Request 1:
In the remembrance of Julian Bond, what position did he hold with the Student Non Violent Coordinating Committee in the early 1960s?

Excerpted passage:
• • • • • • •
Remembering Julian Bond (1940-2015)

Posted in Articles, Biography, History, Media Archive, Politics/Public Policy, United States on 2016-01-17 01:07Z by Steven

Remembering Julian Bond (1940-2015)

Politico
2015-12-29

Josh Zeitz


Getty

For many Americans, Julian Bond, who died in August at age 75, was quite literally the voice of the modern civil rights movement. In the early 1960s, when he served as communications director for the Student Non Violent Coordinating Committee (SNCC), and in later years, as a prominent author, university lecturer and narrator of the acclaimed PBS documentary Eyes on the Prize, he embodied the dignity and righteousness of the black freedom struggle. “Justice and equality was the mission that spanned his life,” President Obama said in the wake of his passing. “Julian Bond helped change this country for the better. And what better way to be remembered than that.”
• • • • • • •
Records for this exercise:

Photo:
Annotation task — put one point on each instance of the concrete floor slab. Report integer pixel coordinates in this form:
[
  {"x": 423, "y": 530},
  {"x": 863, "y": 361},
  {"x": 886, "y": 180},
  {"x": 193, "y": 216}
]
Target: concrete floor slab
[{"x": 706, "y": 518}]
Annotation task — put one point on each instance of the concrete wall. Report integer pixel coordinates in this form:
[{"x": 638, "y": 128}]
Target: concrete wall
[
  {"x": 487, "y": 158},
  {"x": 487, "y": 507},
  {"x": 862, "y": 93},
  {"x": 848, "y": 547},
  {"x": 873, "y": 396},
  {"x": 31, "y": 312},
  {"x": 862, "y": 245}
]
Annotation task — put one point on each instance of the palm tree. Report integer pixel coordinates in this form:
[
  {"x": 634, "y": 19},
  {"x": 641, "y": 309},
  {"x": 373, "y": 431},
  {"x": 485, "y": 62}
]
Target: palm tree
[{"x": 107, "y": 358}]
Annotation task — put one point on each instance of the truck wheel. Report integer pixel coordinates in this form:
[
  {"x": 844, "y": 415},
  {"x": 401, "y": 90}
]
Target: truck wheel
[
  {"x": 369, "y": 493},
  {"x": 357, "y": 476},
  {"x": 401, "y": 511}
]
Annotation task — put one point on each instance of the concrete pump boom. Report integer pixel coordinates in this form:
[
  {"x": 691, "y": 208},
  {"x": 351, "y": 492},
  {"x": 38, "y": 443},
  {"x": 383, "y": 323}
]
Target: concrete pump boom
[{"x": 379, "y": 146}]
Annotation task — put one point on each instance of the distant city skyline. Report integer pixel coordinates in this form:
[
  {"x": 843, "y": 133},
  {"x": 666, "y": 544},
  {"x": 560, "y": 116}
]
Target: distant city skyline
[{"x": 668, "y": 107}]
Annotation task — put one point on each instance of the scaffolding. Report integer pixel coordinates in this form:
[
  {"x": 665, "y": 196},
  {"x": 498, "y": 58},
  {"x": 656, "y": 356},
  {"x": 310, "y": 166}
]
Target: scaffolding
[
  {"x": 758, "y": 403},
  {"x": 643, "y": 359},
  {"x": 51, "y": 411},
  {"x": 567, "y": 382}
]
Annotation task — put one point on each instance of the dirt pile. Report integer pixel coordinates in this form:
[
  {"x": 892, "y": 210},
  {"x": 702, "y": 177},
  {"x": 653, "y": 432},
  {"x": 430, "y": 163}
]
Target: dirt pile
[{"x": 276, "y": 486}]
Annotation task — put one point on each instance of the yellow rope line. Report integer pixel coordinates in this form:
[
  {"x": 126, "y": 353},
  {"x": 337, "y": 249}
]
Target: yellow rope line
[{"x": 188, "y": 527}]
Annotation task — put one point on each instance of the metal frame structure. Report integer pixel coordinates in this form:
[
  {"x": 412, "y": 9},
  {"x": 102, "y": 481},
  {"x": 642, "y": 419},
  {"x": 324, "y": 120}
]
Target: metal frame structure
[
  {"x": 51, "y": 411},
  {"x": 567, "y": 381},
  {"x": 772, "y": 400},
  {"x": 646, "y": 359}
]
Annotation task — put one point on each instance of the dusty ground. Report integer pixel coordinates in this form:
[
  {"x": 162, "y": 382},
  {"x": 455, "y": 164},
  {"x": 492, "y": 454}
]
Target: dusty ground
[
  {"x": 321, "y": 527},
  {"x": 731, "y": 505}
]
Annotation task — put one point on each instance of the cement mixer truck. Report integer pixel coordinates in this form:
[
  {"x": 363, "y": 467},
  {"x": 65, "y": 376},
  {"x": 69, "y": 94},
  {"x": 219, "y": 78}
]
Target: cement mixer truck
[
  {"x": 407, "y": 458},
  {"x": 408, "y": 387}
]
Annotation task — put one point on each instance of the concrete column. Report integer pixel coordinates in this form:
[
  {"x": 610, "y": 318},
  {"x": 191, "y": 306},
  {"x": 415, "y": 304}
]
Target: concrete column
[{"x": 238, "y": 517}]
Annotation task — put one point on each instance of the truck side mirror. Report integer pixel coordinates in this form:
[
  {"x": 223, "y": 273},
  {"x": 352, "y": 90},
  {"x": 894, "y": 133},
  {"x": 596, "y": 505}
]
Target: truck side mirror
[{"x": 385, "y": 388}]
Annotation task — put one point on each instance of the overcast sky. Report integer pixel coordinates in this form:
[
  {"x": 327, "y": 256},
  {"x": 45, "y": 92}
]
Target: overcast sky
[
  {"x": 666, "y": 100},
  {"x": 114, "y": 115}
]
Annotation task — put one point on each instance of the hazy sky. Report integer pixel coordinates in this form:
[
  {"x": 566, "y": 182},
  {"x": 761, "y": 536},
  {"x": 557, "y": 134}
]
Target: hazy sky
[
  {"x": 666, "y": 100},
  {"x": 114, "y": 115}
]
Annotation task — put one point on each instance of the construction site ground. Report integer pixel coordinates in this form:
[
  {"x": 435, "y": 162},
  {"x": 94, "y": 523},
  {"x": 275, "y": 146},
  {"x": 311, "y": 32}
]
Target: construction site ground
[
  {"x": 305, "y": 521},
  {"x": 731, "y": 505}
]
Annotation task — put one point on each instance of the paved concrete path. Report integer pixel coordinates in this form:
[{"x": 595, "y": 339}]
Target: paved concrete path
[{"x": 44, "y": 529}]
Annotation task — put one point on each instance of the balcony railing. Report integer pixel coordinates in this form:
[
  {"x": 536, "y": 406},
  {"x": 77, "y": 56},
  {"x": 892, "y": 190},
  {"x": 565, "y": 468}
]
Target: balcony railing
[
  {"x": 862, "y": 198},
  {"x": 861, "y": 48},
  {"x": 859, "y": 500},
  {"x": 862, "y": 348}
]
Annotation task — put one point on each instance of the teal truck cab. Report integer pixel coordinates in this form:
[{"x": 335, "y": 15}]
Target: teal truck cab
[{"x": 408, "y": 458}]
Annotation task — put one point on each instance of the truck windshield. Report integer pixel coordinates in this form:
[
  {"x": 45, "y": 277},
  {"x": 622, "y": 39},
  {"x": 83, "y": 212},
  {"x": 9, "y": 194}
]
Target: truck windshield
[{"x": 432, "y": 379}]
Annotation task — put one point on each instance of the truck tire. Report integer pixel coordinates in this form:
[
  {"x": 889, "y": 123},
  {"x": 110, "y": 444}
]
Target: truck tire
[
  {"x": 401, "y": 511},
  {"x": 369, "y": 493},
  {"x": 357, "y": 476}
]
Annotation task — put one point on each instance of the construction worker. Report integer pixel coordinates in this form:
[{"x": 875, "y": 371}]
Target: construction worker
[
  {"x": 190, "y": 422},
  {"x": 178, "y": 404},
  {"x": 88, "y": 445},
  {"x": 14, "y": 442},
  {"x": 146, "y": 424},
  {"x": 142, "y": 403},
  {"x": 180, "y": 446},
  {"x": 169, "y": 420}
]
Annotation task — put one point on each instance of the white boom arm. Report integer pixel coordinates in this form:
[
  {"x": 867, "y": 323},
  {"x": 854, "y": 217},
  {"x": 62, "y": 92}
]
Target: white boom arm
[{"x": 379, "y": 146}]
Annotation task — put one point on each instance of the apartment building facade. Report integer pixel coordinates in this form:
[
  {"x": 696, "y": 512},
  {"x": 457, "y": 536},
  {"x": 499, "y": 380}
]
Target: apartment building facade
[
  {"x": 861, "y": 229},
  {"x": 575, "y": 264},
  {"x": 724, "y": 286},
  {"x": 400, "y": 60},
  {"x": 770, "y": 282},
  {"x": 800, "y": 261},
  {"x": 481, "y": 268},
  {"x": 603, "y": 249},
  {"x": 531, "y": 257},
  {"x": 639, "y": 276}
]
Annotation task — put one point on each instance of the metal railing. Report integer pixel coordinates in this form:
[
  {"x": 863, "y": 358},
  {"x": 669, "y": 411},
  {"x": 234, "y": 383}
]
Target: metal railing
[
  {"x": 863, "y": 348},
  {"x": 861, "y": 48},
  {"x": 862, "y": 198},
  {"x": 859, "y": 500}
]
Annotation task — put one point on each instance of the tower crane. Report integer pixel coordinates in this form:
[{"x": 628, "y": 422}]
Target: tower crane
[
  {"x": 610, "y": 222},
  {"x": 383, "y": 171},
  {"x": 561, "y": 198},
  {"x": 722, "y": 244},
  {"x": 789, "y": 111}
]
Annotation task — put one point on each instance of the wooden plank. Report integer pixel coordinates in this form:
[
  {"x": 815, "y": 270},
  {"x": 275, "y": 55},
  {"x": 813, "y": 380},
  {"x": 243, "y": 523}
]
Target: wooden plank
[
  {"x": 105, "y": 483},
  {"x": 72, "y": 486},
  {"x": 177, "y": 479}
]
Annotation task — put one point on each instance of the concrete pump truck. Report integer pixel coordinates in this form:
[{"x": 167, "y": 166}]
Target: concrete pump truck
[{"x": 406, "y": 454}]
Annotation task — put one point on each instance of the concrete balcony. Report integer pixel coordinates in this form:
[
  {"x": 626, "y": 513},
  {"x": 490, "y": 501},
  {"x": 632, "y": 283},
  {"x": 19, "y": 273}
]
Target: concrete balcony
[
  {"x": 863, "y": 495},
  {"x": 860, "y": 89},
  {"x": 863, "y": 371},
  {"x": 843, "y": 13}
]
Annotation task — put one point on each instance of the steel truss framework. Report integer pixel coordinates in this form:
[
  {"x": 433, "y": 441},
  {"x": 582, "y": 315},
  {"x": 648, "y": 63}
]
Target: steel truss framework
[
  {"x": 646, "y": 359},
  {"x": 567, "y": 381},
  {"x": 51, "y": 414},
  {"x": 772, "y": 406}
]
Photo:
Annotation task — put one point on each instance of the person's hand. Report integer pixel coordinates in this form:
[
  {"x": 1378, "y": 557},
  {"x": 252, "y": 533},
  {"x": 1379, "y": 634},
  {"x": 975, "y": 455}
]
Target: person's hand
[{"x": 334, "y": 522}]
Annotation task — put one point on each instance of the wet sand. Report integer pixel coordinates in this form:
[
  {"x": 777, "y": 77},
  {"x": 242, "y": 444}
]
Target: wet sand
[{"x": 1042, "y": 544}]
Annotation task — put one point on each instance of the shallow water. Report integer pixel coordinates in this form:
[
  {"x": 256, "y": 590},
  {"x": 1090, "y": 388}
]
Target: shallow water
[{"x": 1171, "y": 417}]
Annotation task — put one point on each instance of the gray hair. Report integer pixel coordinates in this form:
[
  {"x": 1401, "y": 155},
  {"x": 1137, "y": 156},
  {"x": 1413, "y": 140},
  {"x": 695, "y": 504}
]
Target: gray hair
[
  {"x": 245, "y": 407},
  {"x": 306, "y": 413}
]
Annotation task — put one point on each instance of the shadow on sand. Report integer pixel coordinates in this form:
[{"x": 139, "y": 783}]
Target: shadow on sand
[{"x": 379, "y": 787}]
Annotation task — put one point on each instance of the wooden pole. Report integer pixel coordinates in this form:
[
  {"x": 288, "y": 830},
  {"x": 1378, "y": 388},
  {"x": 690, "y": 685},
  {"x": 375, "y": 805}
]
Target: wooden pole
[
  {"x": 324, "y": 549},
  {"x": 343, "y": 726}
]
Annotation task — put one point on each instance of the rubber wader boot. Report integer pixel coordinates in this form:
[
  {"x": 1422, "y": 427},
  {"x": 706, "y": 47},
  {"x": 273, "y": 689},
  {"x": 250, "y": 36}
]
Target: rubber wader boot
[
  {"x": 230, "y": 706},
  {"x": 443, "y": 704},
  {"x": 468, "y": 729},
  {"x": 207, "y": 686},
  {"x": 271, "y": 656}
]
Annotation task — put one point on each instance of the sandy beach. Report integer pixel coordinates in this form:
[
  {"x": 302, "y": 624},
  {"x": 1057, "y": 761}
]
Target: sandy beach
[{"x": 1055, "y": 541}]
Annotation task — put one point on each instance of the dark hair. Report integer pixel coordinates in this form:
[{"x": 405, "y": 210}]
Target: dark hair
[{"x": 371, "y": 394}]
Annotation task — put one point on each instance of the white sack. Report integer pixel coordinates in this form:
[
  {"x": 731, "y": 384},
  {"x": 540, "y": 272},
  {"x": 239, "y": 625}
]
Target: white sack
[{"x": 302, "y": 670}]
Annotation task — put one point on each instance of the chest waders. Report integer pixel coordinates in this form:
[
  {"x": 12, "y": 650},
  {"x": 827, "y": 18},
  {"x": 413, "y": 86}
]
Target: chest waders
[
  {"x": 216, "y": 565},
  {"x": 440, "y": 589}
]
• • • • • • •
Request 2:
Count the lines in the entries that contain the word "column", treating uppercase and lowercase as different. Give only the number.

Task answer 1:
He was its communications director.

Task answer 2:
2